Quoted passage:
Tag Archives: soccer

Opinions are Okay, Nonsense Bigoted Politically Insane Opinions Are Not

Want to give yourself an aneurysm?  Want to feel a blind, all-consuming urge to destroy another human being with your bare hands boil through your veins?  Cruise over to this article by Stephen Webb, entitled “Why Soccer is Un-American”, and give it a read.  I’ll wait.

Okay, disclaimers first.  I don’t know Stephen Webb’s background, but given what I read in this article I’m going to go out on a limb and say he’s one of these more-or-less-lunatic-fringe right wingers that LOVES AMURIKA and wouldn’t piss on the rest of the world if it was on fire.  Seriously, there is so much anti-everything-but-America in this article that I actually vomited a little bit of red, white, and blue after reading it.  Just a little bit.  I also don’t know what an article about soccer is doing in a magazine like Politico, which I don’t read regularly, or in fact ever, but I imagine it’s just one of those topical pieces to fill space in a periodical — hey, we have some space to fill, the World Cup is going on, let’s write about that!  Not that I would know ANYTHING about that on this blarg.  Ahem.

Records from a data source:
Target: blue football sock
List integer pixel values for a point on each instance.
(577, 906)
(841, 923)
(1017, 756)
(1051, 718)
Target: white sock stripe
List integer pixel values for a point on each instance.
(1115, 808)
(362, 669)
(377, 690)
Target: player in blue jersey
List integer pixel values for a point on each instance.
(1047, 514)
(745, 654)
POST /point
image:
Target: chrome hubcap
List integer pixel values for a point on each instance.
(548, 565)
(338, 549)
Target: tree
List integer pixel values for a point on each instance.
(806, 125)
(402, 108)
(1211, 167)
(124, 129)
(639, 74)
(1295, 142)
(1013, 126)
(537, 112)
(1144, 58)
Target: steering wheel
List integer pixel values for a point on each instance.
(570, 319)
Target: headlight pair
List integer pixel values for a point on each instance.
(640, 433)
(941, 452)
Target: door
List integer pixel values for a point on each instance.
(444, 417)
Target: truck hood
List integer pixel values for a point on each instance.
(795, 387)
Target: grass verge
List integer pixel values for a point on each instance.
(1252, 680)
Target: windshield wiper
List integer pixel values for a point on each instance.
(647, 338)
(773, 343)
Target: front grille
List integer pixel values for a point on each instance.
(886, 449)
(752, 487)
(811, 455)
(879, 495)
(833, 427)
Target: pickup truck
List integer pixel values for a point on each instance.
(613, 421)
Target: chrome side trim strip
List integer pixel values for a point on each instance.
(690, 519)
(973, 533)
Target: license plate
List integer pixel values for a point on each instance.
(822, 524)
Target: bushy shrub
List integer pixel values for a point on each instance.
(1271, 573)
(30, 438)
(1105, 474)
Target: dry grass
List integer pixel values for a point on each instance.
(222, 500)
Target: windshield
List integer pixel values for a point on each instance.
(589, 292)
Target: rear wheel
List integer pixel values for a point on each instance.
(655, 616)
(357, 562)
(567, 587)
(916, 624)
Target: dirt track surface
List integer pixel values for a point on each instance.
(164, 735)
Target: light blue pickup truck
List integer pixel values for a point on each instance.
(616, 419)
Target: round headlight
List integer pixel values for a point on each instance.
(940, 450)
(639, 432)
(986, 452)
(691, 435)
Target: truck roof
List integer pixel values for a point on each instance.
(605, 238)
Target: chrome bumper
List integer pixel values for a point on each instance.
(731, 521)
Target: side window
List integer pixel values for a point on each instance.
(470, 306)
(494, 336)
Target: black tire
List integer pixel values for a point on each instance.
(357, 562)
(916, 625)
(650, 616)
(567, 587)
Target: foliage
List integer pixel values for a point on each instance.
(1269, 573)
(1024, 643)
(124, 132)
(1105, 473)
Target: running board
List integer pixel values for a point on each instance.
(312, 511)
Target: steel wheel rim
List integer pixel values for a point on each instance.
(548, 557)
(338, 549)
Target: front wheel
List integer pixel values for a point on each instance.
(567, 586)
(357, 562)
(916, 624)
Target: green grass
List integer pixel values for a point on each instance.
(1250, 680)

Short task 1: In the blog post about Stephen Webb's soccer article, what is the title of that article?
Short task 2: Write the next part of the blog post about Stephen Webb's soccer article, picking up after its final sentence.

Reply 1: "Why Soccer is Un-American"

Reply 2:
So, in this article, Webb lists a litany of reasons why soccer hasn’t caught on in the US, arguing from the standpoint that sports are “a reflection of national character and aspirations,” which I’ll grant is in a lot of ways true.  But basically, after that first sentence, he deconstructs soccer and our nationalism (the way he sees it) in ways which are frankly bordering on certifiable.  When I first read it, I thought the whole thing was a gag piece, until I read the disclaimer that he himself printed at the bottom which states that the entire article is “non-ironic” except for the ADHD study that he completely made up.  Let’s just start there.  You can’t write a serious piece, one meant to be taken seriously and read intellectually and, presumably, to have a discourse had over it, and then just invent a fake study as one of your supporting points.  Okay?  You just can’t.  But we’ll come to that in time.

Here, then, is a summation his arguments as to why soccer isn’t taking off in the US, and why they are so ridiculous, so insane, so bat-sharknado, poop-flinging crazy that if you read Politico unironically, you should rethink your life decisions which have led you to this point.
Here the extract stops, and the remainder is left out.